Entries shown =>
-- Opening Marker --

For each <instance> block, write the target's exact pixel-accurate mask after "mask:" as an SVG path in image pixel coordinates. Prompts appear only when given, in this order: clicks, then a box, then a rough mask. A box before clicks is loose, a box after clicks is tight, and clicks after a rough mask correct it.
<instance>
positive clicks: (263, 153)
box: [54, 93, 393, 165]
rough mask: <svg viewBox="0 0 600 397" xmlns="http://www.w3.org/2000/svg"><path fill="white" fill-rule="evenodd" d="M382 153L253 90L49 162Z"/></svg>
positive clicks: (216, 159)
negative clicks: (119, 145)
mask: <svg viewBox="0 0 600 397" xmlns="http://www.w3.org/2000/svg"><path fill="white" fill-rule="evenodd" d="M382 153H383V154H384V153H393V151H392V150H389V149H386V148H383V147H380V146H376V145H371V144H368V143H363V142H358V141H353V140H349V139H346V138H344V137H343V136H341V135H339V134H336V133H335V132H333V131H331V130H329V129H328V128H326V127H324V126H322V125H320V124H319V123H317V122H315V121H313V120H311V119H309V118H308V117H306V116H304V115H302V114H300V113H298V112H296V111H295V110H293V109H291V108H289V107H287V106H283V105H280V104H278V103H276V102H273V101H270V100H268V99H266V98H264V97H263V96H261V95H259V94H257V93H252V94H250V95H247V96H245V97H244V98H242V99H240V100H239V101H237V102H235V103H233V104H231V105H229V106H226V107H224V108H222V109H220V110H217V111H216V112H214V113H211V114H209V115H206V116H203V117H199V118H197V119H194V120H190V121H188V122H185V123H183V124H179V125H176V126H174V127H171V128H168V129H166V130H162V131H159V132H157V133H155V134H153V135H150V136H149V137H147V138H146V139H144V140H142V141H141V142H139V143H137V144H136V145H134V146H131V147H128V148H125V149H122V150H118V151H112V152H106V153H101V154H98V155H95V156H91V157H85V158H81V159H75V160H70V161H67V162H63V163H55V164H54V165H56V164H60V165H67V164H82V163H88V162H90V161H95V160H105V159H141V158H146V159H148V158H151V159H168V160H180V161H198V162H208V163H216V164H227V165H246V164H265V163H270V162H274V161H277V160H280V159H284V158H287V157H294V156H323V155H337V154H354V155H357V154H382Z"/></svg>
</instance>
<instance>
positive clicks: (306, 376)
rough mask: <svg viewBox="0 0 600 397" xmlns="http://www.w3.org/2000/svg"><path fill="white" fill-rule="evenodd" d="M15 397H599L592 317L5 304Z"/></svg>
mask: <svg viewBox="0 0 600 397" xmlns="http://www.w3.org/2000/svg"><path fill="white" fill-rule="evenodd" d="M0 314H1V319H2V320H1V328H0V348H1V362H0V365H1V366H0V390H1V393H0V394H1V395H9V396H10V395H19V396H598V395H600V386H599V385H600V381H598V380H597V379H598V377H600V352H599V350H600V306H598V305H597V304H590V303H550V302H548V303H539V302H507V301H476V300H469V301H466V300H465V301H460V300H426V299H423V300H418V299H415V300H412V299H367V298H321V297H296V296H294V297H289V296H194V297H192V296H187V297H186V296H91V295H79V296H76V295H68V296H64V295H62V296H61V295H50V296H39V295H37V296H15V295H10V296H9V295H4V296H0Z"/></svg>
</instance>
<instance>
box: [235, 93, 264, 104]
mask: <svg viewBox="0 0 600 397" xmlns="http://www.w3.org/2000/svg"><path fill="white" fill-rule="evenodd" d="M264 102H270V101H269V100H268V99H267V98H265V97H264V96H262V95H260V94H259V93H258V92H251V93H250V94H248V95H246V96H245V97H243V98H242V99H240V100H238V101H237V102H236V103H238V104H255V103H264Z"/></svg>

-- Closing Marker --

How to complete this task => Every line above should be reproduced precisely.

Task response =>
For each <instance> block, write the target's exact pixel-accurate mask after "mask:" as an SVG path in image pixel coordinates. Prompts appear only when given, in this order: clicks, then a box, then a rough mask. A box before clicks is loose, a box after clicks is tight, and clicks after a rough mask correct it.
<instance>
positive clicks: (263, 153)
box: [54, 93, 393, 165]
rough mask: <svg viewBox="0 0 600 397" xmlns="http://www.w3.org/2000/svg"><path fill="white" fill-rule="evenodd" d="M382 153L253 90L49 162Z"/></svg>
positive clicks: (216, 159)
negative clicks: (119, 145)
mask: <svg viewBox="0 0 600 397" xmlns="http://www.w3.org/2000/svg"><path fill="white" fill-rule="evenodd" d="M382 153H383V154H384V153H393V151H392V150H389V149H386V148H383V147H380V146H376V145H371V144H368V143H363V142H358V141H353V140H349V139H346V138H344V137H343V136H341V135H339V134H336V133H335V132H333V131H331V130H329V129H328V128H326V127H324V126H322V125H320V124H319V123H317V122H315V121H313V120H311V119H309V118H308V117H306V116H304V115H302V114H300V113H298V112H296V111H295V110H293V109H291V108H289V107H287V106H283V105H280V104H278V103H276V102H273V101H270V100H268V99H266V98H264V97H263V96H261V95H259V94H257V93H252V94H250V95H247V96H245V97H244V98H242V99H240V100H239V101H237V102H235V103H233V104H231V105H229V106H226V107H224V108H222V109H220V110H217V111H216V112H214V113H211V114H209V115H206V116H203V117H199V118H197V119H194V120H190V121H188V122H185V123H183V124H179V125H176V126H174V127H171V128H168V129H166V130H162V131H159V132H157V133H155V134H153V135H150V136H149V137H147V138H146V139H144V140H142V141H141V142H139V143H137V144H136V145H134V146H131V147H128V148H125V149H122V150H118V151H112V152H106V153H101V154H98V155H95V156H91V157H85V158H81V159H75V160H70V161H67V162H63V163H55V164H54V165H56V164H60V165H67V164H82V163H88V162H90V161H95V160H105V159H141V158H146V159H148V158H151V159H168V160H180V161H198V162H208V163H216V164H227V165H246V164H265V163H270V162H274V161H277V160H280V159H284V158H287V157H294V156H323V155H337V154H354V155H357V154H382Z"/></svg>
</instance>
<instance>
positive clicks: (306, 376)
rough mask: <svg viewBox="0 0 600 397" xmlns="http://www.w3.org/2000/svg"><path fill="white" fill-rule="evenodd" d="M15 397H599L592 317L5 304Z"/></svg>
mask: <svg viewBox="0 0 600 397" xmlns="http://www.w3.org/2000/svg"><path fill="white" fill-rule="evenodd" d="M0 314H1V319H2V320H1V328H0V348H1V362H0V365H1V366H0V390H1V393H0V394H1V395H9V396H10V395H19V396H598V395H600V386H599V385H600V381H598V380H597V379H598V377H600V352H599V350H600V306H598V305H597V304H590V303H550V302H548V303H539V302H507V301H476V300H469V301H466V300H465V301H460V300H426V299H423V300H418V299H415V300H412V299H367V298H321V297H296V296H294V297H289V296H194V297H192V296H187V297H186V296H91V295H79V296H76V295H68V296H64V295H62V296H61V295H50V296H39V295H37V296H15V295H10V296H9V295H4V296H0Z"/></svg>
</instance>
<instance>
box: [235, 93, 264, 104]
mask: <svg viewBox="0 0 600 397" xmlns="http://www.w3.org/2000/svg"><path fill="white" fill-rule="evenodd" d="M264 102H270V101H269V100H268V99H267V98H265V97H264V96H262V95H260V94H259V93H258V92H251V93H250V94H248V95H246V96H245V97H243V98H242V99H240V100H238V101H237V102H236V103H238V104H255V103H264Z"/></svg>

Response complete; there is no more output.